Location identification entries
((

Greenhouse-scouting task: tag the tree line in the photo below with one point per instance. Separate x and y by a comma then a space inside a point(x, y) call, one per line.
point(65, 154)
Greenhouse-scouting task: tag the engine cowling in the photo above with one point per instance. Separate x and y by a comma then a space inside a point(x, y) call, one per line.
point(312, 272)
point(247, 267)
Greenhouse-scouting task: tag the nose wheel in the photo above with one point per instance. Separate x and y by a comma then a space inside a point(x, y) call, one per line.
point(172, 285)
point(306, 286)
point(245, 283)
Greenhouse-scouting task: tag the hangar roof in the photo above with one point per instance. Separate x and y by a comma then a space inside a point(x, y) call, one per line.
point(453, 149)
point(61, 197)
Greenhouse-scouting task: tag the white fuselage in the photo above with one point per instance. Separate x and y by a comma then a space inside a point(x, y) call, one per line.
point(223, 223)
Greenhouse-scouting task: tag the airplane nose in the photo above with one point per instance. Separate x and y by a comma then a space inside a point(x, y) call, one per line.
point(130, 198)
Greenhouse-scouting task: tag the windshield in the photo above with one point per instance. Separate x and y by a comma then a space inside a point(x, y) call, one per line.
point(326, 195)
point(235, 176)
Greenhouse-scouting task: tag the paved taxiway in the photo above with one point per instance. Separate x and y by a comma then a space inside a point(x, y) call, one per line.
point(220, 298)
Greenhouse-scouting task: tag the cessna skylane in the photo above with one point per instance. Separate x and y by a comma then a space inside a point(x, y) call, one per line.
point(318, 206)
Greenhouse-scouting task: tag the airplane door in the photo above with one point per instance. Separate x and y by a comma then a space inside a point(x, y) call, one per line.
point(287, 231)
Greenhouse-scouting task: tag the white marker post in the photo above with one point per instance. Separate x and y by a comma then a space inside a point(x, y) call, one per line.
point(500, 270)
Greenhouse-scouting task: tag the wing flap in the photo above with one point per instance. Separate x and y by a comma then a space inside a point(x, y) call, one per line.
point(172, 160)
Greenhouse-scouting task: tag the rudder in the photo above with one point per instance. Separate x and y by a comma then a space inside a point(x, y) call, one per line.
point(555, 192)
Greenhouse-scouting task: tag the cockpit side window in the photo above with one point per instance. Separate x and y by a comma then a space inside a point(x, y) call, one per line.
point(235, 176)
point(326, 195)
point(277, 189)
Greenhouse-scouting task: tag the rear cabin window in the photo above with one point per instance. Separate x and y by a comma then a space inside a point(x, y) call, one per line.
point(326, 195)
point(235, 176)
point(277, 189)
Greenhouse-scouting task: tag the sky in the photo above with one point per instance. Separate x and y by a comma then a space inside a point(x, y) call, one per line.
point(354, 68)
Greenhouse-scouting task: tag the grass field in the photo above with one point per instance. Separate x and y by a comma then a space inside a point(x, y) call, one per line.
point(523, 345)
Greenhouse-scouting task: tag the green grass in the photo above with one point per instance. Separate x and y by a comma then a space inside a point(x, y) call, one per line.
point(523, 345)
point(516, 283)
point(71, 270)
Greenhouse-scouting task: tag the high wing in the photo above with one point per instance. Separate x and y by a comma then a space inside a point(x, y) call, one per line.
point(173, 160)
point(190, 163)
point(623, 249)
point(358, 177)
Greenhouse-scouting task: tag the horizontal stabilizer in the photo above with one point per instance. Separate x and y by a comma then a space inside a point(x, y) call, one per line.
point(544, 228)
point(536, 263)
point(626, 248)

))

* **Your objective**
Reproduce every line of the listing above verbatim.

* **Correct output**
Greenhouse-scouting task: tag the tree line in the photo below with one point per instance. Separate x and y by a comma then a space inside a point(x, y) call, one per line.
point(65, 154)
Greenhouse-scouting task: tag the engine cowling in the photo above with one point per instance. Separate x and y by a comma then a space inside a point(x, y) call, one per line.
point(312, 272)
point(247, 267)
Greenhouse-scouting task: tag the nose wheel in the photo above with one point per instance. Separate x and y by a comma then a space inside a point(x, y) call, one per line.
point(172, 285)
point(306, 286)
point(245, 283)
Greenhouse-scouting task: tag the hangar roof in the photo above with one point per instance. Separate x and y by a comma then a space inside a point(x, y) call, one per line.
point(453, 149)
point(61, 197)
Greenhouse-scouting task: tag the white fuselage in the photo above with one point per instance. Separate x and y by a comma then a space inside a point(x, y) call, one per line.
point(223, 223)
Greenhouse-scouting task: tag the airplane nose in the photo above with one point per instance. Separate x and y by a comma then a space inside a point(x, y) call, one per line.
point(130, 198)
Greenhouse-scouting task: tag the windshield in the photo above with one point per instance. Separate x and y by a comma then a space inside a point(x, y) call, one per line.
point(326, 195)
point(235, 176)
Greenhouse-scouting task: tag the paved taxiway in the photo above with one point per instance. Separate x and y by a comma then a space inside a point(x, y) call, one per line.
point(220, 298)
Greenhouse-scouting task: tag the cessna skylane in the photo above with one point per instance. Separate x and y by a comma then a space inside a point(x, y) call, one per line.
point(318, 206)
Greenhouse-scouting task: tag the airplane door in the photo above with one point per instance. Separate x and y by a comma then a space inside a point(x, y) call, one per line.
point(287, 231)
Greenhouse-scouting task: tag the white marker post in the photo above with one point per instance. Separate x and y by a comma then a space inside a point(x, y) call, one per line.
point(500, 270)
Greenhouse-scouting task: tag the wing flap in the photo above with one point per instance. Separate x and y by a comma then a space inside a point(x, y) call, one per line.
point(172, 160)
Greenhouse-scouting task: tag the rudder in the photo above with one point per instance. Separate x and y by a comma then a space inside a point(x, y) call, one per line.
point(555, 192)
Greenhouse-scouting task: tag the cockpit side window in the photo above with one point per instance. Separate x and y by a comma then a space inside a point(x, y) call, one per line.
point(235, 176)
point(326, 195)
point(277, 189)
Greenhouse-scouting task: tag the rear cabin window in the photo above with one point per instance. Separate x and y by a comma then a space inside a point(x, y) call, one per line.
point(326, 195)
point(235, 176)
point(277, 189)
Greenhouse-scouting task: tag the sky in the photo above with one point per instance. Separate x and y by a comma then a space inside a point(x, y) call, one per line.
point(354, 68)
Greenhouse-scouting task: tag the grass field in the photo above with one point per instance. Separate x and y by a comma then a space inside a point(x, y) call, one per line.
point(523, 345)
Greenhouse-scouting task: tag the green grass in the photo above with one point per instance. Separate x and y by a comma then a space inside a point(x, y) call, one per line.
point(523, 345)
point(516, 283)
point(71, 270)
Greenhouse-scouting task: tag the high wing in the photo above with one point per instance. Separate x and y by a comma then a space inside a point(x, y) call, one per line.
point(173, 160)
point(190, 163)
point(623, 249)
point(358, 177)
Greenhouse-scouting task: tag the horizontal stabilizer in the photo above with one point per instance. Separate x and y by a comma then a space inside a point(x, y) call, one per line.
point(544, 228)
point(536, 263)
point(626, 248)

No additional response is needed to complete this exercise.